**ASSIGNMENT**: Write the records out again, exactly.

[Dataset entries]
————

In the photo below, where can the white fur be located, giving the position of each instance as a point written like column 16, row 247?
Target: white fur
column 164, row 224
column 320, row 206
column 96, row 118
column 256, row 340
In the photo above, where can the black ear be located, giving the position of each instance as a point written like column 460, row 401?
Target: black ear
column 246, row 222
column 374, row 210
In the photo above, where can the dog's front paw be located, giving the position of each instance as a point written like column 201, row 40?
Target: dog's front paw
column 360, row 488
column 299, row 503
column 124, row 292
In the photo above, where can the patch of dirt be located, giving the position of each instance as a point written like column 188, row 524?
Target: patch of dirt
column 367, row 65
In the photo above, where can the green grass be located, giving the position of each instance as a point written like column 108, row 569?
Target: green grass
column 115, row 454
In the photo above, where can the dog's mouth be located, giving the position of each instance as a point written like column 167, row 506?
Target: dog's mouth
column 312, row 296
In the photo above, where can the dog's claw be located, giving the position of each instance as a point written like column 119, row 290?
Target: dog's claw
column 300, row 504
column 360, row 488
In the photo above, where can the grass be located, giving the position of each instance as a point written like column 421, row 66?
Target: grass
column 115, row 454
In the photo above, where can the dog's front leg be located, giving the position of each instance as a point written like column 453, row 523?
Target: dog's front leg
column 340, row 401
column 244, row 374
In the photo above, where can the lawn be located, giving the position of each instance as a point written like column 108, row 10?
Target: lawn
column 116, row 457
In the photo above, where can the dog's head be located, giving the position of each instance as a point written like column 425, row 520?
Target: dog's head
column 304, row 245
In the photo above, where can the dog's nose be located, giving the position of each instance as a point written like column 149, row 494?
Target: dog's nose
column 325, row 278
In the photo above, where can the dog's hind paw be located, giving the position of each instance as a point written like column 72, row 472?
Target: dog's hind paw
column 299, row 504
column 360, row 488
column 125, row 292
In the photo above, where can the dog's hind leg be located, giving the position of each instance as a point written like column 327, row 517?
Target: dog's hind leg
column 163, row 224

————

**ANSWER BOX**:
In the photo below, where can the white fur be located, giving the position of each instance as a point written like column 16, row 247?
Target: white fur
column 164, row 224
column 320, row 206
column 96, row 118
column 256, row 340
In the photo above, where can the black ear be located, giving the position of each instance as a point written like column 460, row 401?
Target: black ear
column 246, row 222
column 374, row 210
In the photo above, where can the dog's front paw be located, giving the position of each instance as a point written like column 201, row 40?
Target: dog's front paw
column 360, row 488
column 299, row 503
column 124, row 292
In the photo above, where can the patch of dirt be located, giving the position of each instance as a point written like column 188, row 524?
Target: patch of dirt
column 367, row 65
In the photo above, where can the green grass be located, giving the position of each instance as a point written like column 108, row 569?
Target: green grass
column 115, row 454
In the photo above, where can the dog's mouth be located, giving the position of each instance as a point written like column 167, row 506?
Target: dog's mouth
column 312, row 296
In the photo above, where can the dog's claw be located, giving the position of each instance as a point written like column 119, row 290?
Target: dog's claw
column 300, row 504
column 360, row 488
In the photo above, where can the grass be located, giving the position of each instance as a point written like column 421, row 66?
Target: grass
column 115, row 454
In the photo above, where can the dog's front leg be located, giving the position of each instance as a point written like column 453, row 523?
Target: dog's front leg
column 340, row 401
column 244, row 374
In the photo above, where can the lawn be located, giving the position of each instance as a point written like column 108, row 10?
Target: lawn
column 116, row 457
In the photo above, where can the dog's head be located, giving the position of each instance as a point written like column 425, row 520?
Target: dog's head
column 304, row 245
In the photo above, where can the dog's nose be located, giving the position of each instance as a point written like column 149, row 494?
Target: dog's nose
column 325, row 278
In the photo above, where can the dog's hind paw be located, giving the position of each instance as a point written like column 72, row 472?
Target: dog's hind paw
column 299, row 504
column 360, row 488
column 125, row 292
In the photo above, where can the dog's hind leg be located, giving the position of each instance as a point written like column 327, row 517?
Target: dog's hind leg
column 163, row 224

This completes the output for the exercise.